- WHAT IS BEING ASKED:
Please write out the records exactly.

- RECORDS SHOWN:
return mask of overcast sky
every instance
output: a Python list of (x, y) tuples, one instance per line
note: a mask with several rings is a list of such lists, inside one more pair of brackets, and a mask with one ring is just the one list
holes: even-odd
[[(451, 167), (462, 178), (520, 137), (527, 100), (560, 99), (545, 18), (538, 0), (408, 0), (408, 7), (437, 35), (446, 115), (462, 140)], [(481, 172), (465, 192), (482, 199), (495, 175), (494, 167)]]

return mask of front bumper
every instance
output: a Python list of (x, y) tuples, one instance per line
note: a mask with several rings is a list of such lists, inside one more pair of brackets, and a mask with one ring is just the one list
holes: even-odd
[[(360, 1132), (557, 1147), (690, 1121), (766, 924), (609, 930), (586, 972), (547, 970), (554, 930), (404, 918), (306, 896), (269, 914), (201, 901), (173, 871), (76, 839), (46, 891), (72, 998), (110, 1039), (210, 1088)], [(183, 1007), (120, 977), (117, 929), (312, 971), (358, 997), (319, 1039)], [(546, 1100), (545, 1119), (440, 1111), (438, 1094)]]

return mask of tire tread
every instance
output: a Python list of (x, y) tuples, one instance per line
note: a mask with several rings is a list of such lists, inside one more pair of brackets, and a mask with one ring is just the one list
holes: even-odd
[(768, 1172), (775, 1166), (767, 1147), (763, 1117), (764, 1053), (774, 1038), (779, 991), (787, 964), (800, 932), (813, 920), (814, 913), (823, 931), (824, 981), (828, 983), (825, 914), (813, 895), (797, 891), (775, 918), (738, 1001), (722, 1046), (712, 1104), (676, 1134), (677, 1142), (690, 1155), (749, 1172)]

- PROBLEM SOLUTION:
return mask of overcast sky
every instance
output: a Python list of (x, y) tuples, one instance per line
note: a mask with several rings is a list of such lists, inside one more pair of brackets, and a mask with one ring is just the one list
holes: even-odd
[[(451, 167), (462, 178), (520, 137), (527, 100), (560, 99), (545, 18), (538, 0), (408, 0), (408, 7), (437, 35), (446, 115), (462, 140)], [(481, 172), (465, 192), (482, 199), (495, 175), (494, 167)]]

return mask of front bumper
every instance
output: a Python list of (x, y) tuples, one instance per line
note: a mask with several rings is a list of such lists, inside one more pair of brackets, and a mask with one ring is just the one list
holes: even-odd
[[(360, 1132), (557, 1147), (690, 1121), (766, 924), (609, 930), (586, 972), (547, 970), (554, 930), (404, 918), (306, 896), (269, 914), (201, 901), (173, 871), (76, 839), (46, 891), (72, 998), (110, 1039), (210, 1088)], [(183, 1007), (120, 977), (117, 929), (312, 971), (358, 997), (319, 1039)], [(546, 1100), (545, 1119), (440, 1111), (438, 1094)]]

return mask of tire tread
every instance
output: a Python list of (x, y) tuples, one instance per line
note: a mask with several rings is a list of such lists, inside one more pair of brackets, and a mask with one ring is just the one list
holes: even-odd
[(768, 1172), (775, 1166), (767, 1147), (763, 1117), (764, 1053), (774, 1038), (779, 991), (787, 964), (800, 932), (813, 920), (814, 913), (823, 931), (824, 981), (828, 983), (825, 914), (813, 895), (797, 891), (775, 918), (738, 1001), (722, 1046), (712, 1104), (676, 1134), (677, 1142), (690, 1155), (749, 1172)]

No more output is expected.